-- Task directions --
Format every line of the listing below as a JSON list of strings, one string per line, skipping blank lines.

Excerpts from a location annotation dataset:
>> Start
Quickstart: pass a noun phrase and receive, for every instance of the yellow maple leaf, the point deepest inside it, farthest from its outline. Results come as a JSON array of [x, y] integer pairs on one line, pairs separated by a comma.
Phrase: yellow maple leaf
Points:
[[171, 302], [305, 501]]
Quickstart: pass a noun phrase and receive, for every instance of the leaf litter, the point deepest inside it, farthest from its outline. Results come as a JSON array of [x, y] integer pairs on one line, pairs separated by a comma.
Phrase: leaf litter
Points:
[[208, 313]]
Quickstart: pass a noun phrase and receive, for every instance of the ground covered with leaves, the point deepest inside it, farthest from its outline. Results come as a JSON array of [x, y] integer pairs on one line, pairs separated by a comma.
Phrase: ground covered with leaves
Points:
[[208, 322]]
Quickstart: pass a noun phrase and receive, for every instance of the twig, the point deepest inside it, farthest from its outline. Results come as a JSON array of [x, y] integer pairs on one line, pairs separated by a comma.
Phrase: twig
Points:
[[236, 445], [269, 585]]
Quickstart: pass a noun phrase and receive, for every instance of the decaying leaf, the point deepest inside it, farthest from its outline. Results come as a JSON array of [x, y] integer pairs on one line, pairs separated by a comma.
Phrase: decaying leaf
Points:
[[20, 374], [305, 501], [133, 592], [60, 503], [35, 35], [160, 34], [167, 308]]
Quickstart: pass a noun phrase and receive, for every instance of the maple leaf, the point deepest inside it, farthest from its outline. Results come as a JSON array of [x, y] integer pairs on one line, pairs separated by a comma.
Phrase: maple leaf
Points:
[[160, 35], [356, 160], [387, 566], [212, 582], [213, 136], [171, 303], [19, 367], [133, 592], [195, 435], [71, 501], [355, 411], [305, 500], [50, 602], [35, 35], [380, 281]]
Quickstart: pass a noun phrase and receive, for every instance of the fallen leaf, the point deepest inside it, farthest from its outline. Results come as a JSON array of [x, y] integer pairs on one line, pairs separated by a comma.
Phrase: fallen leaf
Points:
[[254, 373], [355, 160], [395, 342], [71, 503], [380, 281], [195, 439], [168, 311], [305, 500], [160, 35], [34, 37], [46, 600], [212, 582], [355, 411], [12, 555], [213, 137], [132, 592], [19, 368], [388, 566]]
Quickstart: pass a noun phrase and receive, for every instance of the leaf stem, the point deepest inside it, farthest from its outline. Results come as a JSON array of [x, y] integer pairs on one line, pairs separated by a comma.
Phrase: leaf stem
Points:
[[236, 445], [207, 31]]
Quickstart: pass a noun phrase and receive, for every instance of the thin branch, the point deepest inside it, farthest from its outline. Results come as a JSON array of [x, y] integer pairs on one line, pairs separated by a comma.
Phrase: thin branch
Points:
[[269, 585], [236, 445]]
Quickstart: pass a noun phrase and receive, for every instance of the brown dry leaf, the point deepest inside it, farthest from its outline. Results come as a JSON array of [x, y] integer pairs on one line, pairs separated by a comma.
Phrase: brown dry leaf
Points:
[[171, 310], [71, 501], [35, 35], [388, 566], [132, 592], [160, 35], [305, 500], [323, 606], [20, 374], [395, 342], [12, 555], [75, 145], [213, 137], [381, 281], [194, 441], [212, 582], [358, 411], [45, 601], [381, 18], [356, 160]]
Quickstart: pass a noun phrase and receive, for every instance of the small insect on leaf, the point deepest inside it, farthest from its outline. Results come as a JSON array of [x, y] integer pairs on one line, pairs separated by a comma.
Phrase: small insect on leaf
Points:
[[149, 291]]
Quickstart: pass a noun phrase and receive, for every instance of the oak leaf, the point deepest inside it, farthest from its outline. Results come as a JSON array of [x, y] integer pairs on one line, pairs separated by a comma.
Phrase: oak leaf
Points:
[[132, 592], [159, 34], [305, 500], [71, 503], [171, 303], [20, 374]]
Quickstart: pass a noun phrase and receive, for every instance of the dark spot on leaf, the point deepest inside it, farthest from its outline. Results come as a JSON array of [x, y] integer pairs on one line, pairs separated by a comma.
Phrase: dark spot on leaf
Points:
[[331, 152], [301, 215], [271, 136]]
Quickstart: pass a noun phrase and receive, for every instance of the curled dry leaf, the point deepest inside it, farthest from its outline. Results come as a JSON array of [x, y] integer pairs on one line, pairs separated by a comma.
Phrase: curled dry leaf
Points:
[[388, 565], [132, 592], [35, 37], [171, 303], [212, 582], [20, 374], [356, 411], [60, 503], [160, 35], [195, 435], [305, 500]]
>> End
-- Answer in full --
[
  "Quickstart: pass a noun phrase and receive, for every instance of the yellow maple leaf, the point deepest inside it, farthest from its outline. Results come as a JSON array of [x, y] integer pairs on one line, pairs separated by a comma.",
  "Phrase: yellow maple leaf",
  "Points:",
  "[[171, 302], [305, 501]]",
  "Quickstart: pass a noun phrase and receive, for every instance of the leaf litter, the point deepest inside it, farthest from its outline. Results come as a JSON array of [x, y] integer pairs on one line, pairs separated by a comma.",
  "Phrase: leaf litter",
  "Points:",
  "[[208, 313]]",
  "Quickstart: pass a noun phrase and receive, for every instance of the ground covered with leaves, the point deepest inside it, farthest from its outline. Results come as a JSON array of [x, y] integer pairs on one line, pairs separated by a comma.",
  "Phrase: ground covered with leaves",
  "Points:",
  "[[208, 322]]",
  "Quickstart: pass a noun phrase and receive, for every instance of the twig, the point deepest inside it, farthest from its outline. Results come as a JSON array of [x, y] integer pairs on one line, pairs separated by a comma.",
  "Phrase: twig",
  "Points:",
  "[[236, 445], [269, 585]]",
  "Quickstart: pass a noun phrase and receive, for every instance of the decaying leaf, the point deepest inside it, farthest from its outline. Results come as a JSON array of [x, y] integer pairs on one line, pairs separated by a comma.",
  "Phrase: decaying leaf",
  "Points:",
  "[[20, 374], [305, 501], [133, 592], [60, 503], [35, 35], [160, 34], [167, 308]]",
  "Quickstart: pass a noun phrase and receive, for every instance of the maple leaf, the point deepest inside it, farthest from its outline. Results come as a JSON array of [x, y] integer pairs on one line, pairs separated by a comma.",
  "Phrase: maple leaf",
  "Points:",
  "[[160, 35], [356, 160], [387, 566], [212, 582], [213, 136], [171, 303], [19, 367], [133, 592], [195, 435], [71, 501], [355, 411], [305, 500], [50, 602], [35, 35], [380, 281]]",
  "Quickstart: pass a noun phrase and receive, for every instance of the fallen leaf, the point deepest inside it, farthest from its outline. Results come as a JSON array of [x, y] integer pairs on one line, pairs separated by a comma.",
  "Phrase: fallen leaf",
  "Points:",
  "[[254, 373], [355, 160], [395, 342], [71, 503], [380, 281], [195, 439], [168, 311], [305, 500], [160, 35], [34, 37], [46, 600], [212, 582], [355, 411], [12, 555], [213, 137], [132, 592], [19, 368], [388, 566]]",
  "Quickstart: pass a noun phrase and receive, for every instance of the leaf stem, the point deepest inside it, farthest from its outline. Results come as a JSON array of [x, y] integer pairs on one line, pairs separated by a comma.",
  "Phrase: leaf stem",
  "Points:",
  "[[236, 445], [207, 31]]",
  "Quickstart: pass a noun phrase and receive, for every instance of the thin branch, the point deepest inside it, farthest from its outline. Results come as a JSON array of [x, y] integer pairs on one line, pairs separated by a comma.",
  "Phrase: thin branch",
  "Points:",
  "[[269, 585], [236, 445]]",
  "Quickstart: pass a noun phrase and receive, for every instance of the brown dry leaf, the point deepest inside it, farthest from its outline. Results come as a JSON array of [x, y] integer pairs on one line, pairs separated by a comma.",
  "Phrase: brown dry leaf",
  "Points:",
  "[[171, 310], [71, 501], [35, 35], [388, 566], [132, 592], [160, 35], [305, 500], [323, 606], [20, 374], [395, 342], [12, 555], [75, 145], [213, 137], [381, 281], [194, 441], [212, 582], [358, 411], [45, 601], [381, 18], [356, 160]]",
  "Quickstart: pass a noun phrase and receive, for every instance of the small insect on leaf, the point deepest inside it, farthest from its outline. Results come as a JSON array of [x, y] integer pairs on one line, pairs separated by a comma.",
  "Phrase: small insect on leaf",
  "Points:",
  "[[149, 291]]",
  "Quickstart: pass a noun phrase and receive, for every instance of the oak leaf, the point deepest inside it, farthest from its outline. Results come as a JSON array of [x, y] integer pairs on one line, pairs separated by a comma.",
  "Phrase: oak leaf",
  "Points:",
  "[[132, 592], [159, 34], [305, 500], [71, 503], [171, 303], [20, 374]]",
  "Quickstart: pass a noun phrase and receive, for every instance of the dark spot on leaf, the point deepest inside it, farthest from its outline. Results come as a JSON array of [x, y] integer pairs on one line, pairs separated by a comma.",
  "Phrase: dark spot on leaf",
  "Points:",
  "[[331, 152], [301, 215], [271, 136]]",
  "Quickstart: pass a noun phrase and receive, for every instance of the curled dry leaf, the point deepest inside it, farthest from its outline. Results come as a JSON array of [x, y] integer pairs on one line, pairs separated by a comma.",
  "Phrase: curled dry leaf",
  "Points:",
  "[[388, 565], [132, 592], [35, 37], [171, 303], [212, 582], [20, 374], [356, 411], [60, 503], [160, 35], [195, 435], [305, 500]]"
]